-- Provided passage follows --

Thursday, July 1, 2010

Snooze Botton

Dear Readers,

I absolutely have writer's block when it comes to attempting to discuss my personal affairs. I don't know how to go about discussing my feelings about my divorce. Or how i might annalise what when wrong in the relationship.

I know i feel liberated, and i am now happy and content with myself. I do not morn the loss of love or companionship. I am not sure that we have had these for quite a while. What i do morn is that i haven't a clue what healthy and normal are, when it comes to love. What i do morn is that when someone speaks poetry or romance with me as the object of desire and love... i cry.

I cannot handle being loved or wanted. I cry because it is like such beauty either does not belong to me or it is some kind of manipulation. I fear manipulation, i fear the poison of lust I fear being fooled again.

I have lost trust along the way to this divorce. I have forgotten how to love and be romantic. Frankly i believe I savor a life of asexual self union. Where the manipulations are at my discretion and i need not trust blindly in my methods, but i crave to know that the one i love i can trust completely and they will let me be strong and they will let me be weak and they will not be threatened either way.

I thought for at least 15 years that my husband was my other part. I thought we had the love of ages. That we where comfortable together. But it turns out that the pot nullified my sense of feeling as alone as i actually was. And for him the World of Warcraft and the drama of his friends provided his escape from the lack of support he felt i owed him.

When my intellect began to expand during the time of this blog, he was no part of my journey, he was no support to my pondering, and i had grown to develop and depend upon my self for my emotional support. Because he simply could not understand that it was that i needed form him. And i do not know enough about normal to explain to him how it was that i wanted his support. We had stopped being equals along long time ago. We had stopped being Compatible a long long time ago. We had stopped finding joy in each other .... and I moved on without him.

I feel that he kept trying to tie me back down to his world, and after a long long time his world became unto me a prison of conformity. Shackles of paranoid and out dated rules. The highest compliment i have gotten over the last six of these married years was that the house was well kept, that my cloths looked good, and that he liked to see me when i was excited and intellectually stimulated.

The last time we actually almost had beautiful well meaning sex, i had to stop it and cry. Cry because it felt very odd to me. Sex felt alien to me. And the beautiful feelings of having a partner care for me, made me weep because i knew it was somehow false. Love has become false to me.

-- Provided passage concluded --

Apply what you read:
**1)** Say whether each statement agrees with the blog post on divorce, answering yes or no and quoting the words of the post that settle it. (a) The writer feels liberated after the divorce. (b) The writer mourns the loss of companionship. (c) Over the last six married years, the highest compliment the writer received concerned cooking.
**2)** Write a continuation of the blog post on divorce, picking up right after its final sentence.

-- Extracted records follows --

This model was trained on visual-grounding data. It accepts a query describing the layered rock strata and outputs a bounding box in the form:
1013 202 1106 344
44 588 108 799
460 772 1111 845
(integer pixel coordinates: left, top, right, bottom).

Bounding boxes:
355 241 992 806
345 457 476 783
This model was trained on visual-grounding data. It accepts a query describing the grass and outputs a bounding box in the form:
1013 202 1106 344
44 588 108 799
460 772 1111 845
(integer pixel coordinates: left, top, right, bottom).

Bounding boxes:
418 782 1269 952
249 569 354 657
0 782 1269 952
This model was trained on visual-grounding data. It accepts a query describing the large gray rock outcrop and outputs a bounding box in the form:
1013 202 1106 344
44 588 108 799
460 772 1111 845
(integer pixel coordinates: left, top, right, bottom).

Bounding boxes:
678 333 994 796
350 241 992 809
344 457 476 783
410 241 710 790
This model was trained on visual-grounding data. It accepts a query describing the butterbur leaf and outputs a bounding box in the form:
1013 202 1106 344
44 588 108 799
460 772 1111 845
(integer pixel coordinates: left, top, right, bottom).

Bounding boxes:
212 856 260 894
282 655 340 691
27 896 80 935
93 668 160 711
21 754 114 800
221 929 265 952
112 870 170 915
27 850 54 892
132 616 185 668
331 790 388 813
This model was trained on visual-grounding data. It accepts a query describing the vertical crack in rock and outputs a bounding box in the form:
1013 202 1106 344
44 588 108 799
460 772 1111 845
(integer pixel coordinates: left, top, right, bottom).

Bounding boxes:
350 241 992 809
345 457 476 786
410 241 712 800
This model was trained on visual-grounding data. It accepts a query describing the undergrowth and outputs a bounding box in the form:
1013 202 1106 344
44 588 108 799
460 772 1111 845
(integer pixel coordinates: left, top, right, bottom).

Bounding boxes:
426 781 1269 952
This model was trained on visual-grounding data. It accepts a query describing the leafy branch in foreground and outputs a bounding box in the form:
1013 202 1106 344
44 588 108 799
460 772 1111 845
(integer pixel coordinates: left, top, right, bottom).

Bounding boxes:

-- Extracted records concluded --

Exercise results:
**1)**
(a) Yes: "I know i feel liberated, and i am now happy and content with myself."
(b) No: "I do not morn the loss of love or companionship."
(c) No: "The highest compliment i have gotten over the last six of these married years was that the house was well kept, that my cloths looked good, and that he liked to see me when i was excited and intellectually stimulated."

**2)**
I may love a person as a human, i may love as a mother, i may love as a teacher i may love as a friend... but i do not know if i am able to love as a lover. I know i need me some serious therapy as these things only intensified after a certain tragic happening i will not disclose here due to unresolved personal shame.

Sounds pretty freaking sad doesn't it? But despite that i am considering that perhaps the healthiest thing i can do for myself is not to try to get on the love kool aid any time soon. And to allow myself the recovery time necessary to become that person i have lost touch with over the last 18 years.

I am questioning my sexual orientation, as of late i haven't got a single giggly for a man's jiggly. But i am not quite cirten i can handle a woman's, though attraction is certainly there. I think that it means i am just not ready to have a real life relationship at this time.

I have heared that there is such a orientation called asexual.

Enough babbling about that for now.

I have of the past few weeks been reminiscing my novel but not gaining any inspiration for it. I have been involved at some BDSM sites, but in seeking a Someone, i have come across these mental barriers.. and want for friends, some excitement, but not sure about commitments.

I have let off study of N/A stuff. forget it. The drug counselor had to close my case because my job prevented me from attending their whiners group meetings three times in a row. SO i have nothing to prove to anyone who wont do their own objective research.

try www.orange-papers.org/ and grow your own opinion.


I am not in the proper frame of mind to discuss rationally about N/A. esp not in the same post where in i have peeled my emotional marriage scab for all to gaze at the putridness underneath.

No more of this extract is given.